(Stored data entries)
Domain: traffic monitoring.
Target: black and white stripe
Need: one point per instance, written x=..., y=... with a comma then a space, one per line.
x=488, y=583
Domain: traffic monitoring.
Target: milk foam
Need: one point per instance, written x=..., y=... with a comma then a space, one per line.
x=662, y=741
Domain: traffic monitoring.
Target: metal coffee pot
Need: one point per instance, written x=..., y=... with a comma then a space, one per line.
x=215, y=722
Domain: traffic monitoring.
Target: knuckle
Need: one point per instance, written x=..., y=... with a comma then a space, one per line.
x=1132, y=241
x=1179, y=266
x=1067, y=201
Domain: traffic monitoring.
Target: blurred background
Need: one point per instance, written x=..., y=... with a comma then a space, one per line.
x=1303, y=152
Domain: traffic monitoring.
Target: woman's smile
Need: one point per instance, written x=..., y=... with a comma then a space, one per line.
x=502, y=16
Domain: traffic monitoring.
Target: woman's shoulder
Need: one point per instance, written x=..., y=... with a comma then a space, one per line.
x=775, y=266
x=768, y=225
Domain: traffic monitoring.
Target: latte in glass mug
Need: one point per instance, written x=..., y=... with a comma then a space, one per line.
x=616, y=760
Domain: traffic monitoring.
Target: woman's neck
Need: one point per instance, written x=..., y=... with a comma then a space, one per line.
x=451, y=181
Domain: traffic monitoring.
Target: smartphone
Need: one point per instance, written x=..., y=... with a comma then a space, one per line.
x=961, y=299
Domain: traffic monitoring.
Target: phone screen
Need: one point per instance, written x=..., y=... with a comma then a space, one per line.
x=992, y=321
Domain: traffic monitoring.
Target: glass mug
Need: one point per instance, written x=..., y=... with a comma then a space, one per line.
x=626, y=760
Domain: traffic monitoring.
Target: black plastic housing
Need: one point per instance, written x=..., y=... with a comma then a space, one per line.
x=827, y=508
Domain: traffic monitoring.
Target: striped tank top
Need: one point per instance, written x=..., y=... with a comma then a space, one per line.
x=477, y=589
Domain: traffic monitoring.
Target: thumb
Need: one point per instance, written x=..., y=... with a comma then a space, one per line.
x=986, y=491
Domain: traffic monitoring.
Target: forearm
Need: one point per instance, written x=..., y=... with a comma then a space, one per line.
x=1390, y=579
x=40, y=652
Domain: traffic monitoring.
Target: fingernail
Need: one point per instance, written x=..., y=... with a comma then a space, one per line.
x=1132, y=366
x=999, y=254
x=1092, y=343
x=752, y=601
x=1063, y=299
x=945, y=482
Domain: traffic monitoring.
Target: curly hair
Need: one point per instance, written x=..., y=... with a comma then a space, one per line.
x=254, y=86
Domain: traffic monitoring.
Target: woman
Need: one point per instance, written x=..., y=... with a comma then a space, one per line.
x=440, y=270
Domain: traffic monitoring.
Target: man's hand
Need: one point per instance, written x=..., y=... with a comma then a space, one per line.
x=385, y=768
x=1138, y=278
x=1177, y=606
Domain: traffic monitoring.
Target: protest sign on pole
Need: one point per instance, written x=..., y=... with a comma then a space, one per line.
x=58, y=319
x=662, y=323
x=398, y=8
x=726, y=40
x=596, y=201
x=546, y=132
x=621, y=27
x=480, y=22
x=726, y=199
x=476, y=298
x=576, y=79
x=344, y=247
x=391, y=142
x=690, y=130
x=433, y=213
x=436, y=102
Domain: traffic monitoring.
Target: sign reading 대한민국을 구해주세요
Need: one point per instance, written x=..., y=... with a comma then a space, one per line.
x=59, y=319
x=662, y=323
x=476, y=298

▸ **PROBLEM STATEMENT**
Copy only this part of the entries above: the line with "Target: striped tank top", the line with "Target: fingernail", and the lines between, all exactly as written.

▸ **OUTPUT BELOW**
Target: striped tank top
Need: one point per instance, written x=..., y=... with a comma then a space, one per line.
x=477, y=589
Domain: traffic monitoring.
Target: thumb
Need: one point per instance, written x=..., y=... with a comma then a space, one per line.
x=986, y=491
Domain: traffic monitoring.
Target: forearm
Need: one point per instance, written x=..., y=... with a comma then a space, one per line.
x=1390, y=579
x=40, y=652
Domain: traffic monitoring.
Target: fingernail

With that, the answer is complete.